#### PASSAGE PROVIDED
──────
That scene was shown to show that DD is a strong combatant and that he's stronger than Smoker. And Dressrosa's been consistent with that, with giving him fights against people around Smoker's level and having him defeat them very decisively. His portrayal has been consistently portrayed above M3 level throughout the arc.

*And he has consistently had the situational advantage. Sure, above Sanji and to a lesser degree Smoker (still a decent gap). I disagree with the Law gap being large, obviously. My point is that he's not untouchable for the top of M3 fighters (luffy,law). *

You can't ignore author portrayal when it's the most important aspect in determining the strength differences between people. If Oda wants a certain person to be stronger than another he will attempt to portray that.

*I don't, but if everyone agreed on what Oda tries to portray, we wouldn't discuss power levels.*

If you argue from "feats" perspective instead of looking at want the author's trying to portray then you could easily say that Zoro >>>>>> Kaido because Zoro has better feats. Or that Luffy = Aokiji and he only lost because of lack of knowledge of his devil fruit or some shit like that.

*Straw man.*

He had all his power and he lost with ease.

*Not even close in my eyes. On either of those.*

Not really.

*Yeah, I think so.*

It is comparable. Devil fruits require energy which drain stamina. DD was using his devil fruit quite a bit, almost the entire time. 

*Might want to re-read my explanation. It's more complex than that.*

He used it to fly all the way from Dressrosa to Punk Hazard, he used it to cut up the marines and smoker, he used it fly to Green Bit from Dressrosa, he used it in his fight against Law and to cut up the meteor, he used it the entire time during the whole Sanji ordeal with him staying in the air and then using one of the strongest techniques we've seen from him.

*The Sanji ordeal was seconds, he flew to PH a day ago, GB is right next to DR, Law also cut the metoer (room + cut vs simple string cut) and using Overheat didn't seem to be particularly hard to use.*


Law used his room a few times here and there, but not enough where his stamina reserves would drop significantly more than DD's did.

*Considering who he was up against (Fuji, the strongest on the island), it's safe to say he did. *

He used his room abilities much more in his fight against Smoker and his stamina was perfectly fine, enough to one shot Vergo who specializes in CoA, and a few times here and there after that. So it's not like Law has terrible stamina issues.
──────
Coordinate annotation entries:
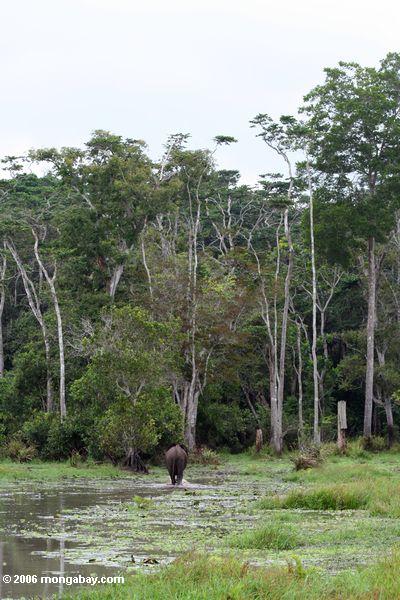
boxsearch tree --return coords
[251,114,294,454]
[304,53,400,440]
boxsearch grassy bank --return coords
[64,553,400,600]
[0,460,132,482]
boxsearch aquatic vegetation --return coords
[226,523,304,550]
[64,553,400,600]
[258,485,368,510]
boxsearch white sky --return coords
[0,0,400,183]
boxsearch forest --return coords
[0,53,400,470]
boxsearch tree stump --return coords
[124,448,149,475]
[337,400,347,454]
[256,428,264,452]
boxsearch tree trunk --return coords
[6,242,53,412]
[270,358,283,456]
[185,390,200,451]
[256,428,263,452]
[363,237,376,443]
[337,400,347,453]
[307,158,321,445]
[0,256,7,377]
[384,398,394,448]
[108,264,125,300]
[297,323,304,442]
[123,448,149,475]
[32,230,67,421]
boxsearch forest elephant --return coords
──────
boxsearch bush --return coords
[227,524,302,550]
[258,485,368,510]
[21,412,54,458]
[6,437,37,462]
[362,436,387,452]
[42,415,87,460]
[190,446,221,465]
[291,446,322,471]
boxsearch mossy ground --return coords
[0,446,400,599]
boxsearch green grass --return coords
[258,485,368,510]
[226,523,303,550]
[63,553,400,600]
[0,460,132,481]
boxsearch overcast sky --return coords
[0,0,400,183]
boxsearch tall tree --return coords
──────
#### WRITTEN REQUEST A
In the One Piece thread, whom did Law one shot after his fight against Smoker?
#### WRITTEN REQUEST B
Carry on the One Piece thread from where it stops.
The items are separate material from the One Piece thread.

#### FINAL ANSWER A
Vergo, who specializes in CoA.

#### FINAL ANSWER B
* How do you know? He also looked worse after Fuji than after Smoker.*

Prove that statement.

*Already did.*

Law was barely even injured. He was gravity crushed by Fuji which was only strong enough to destroy a small rock. That was only used to hold him down.

*He was dodging meteors left and right beforehand.*

Not enough to significantly handicap him in a fight. People take a shit ton more damage then that in this manga.

*Enough for it to make a significant difference, yes. Otherwise the bridge scene wouldn't have been there.*



^This is what I consider a handicapped injury and still Zoro was able to fight for a considerate amount of time and beat one of Arlong's strongest crew mates.

*That's worse than Law, sure. But then again, so was his performance against Arlong compared to Law vs Doffy. Hachi was.... garbage.*

So unless Law's durability is absolute shit tier then him getting a few bruises is not gonna make a significant difference in a fight.

*Loss of stamina however, will. He won't hit as hard or move/react as fast.*

Also, you agree that Luffy vs Rob Lucci was a fair fight. But before then we have Luffy fighting for a considerate amount of time against a large amount of fodder and then fight against Blueno where he had to use G2 an extremely taxing move, and _then_ he fought Rob Lucci.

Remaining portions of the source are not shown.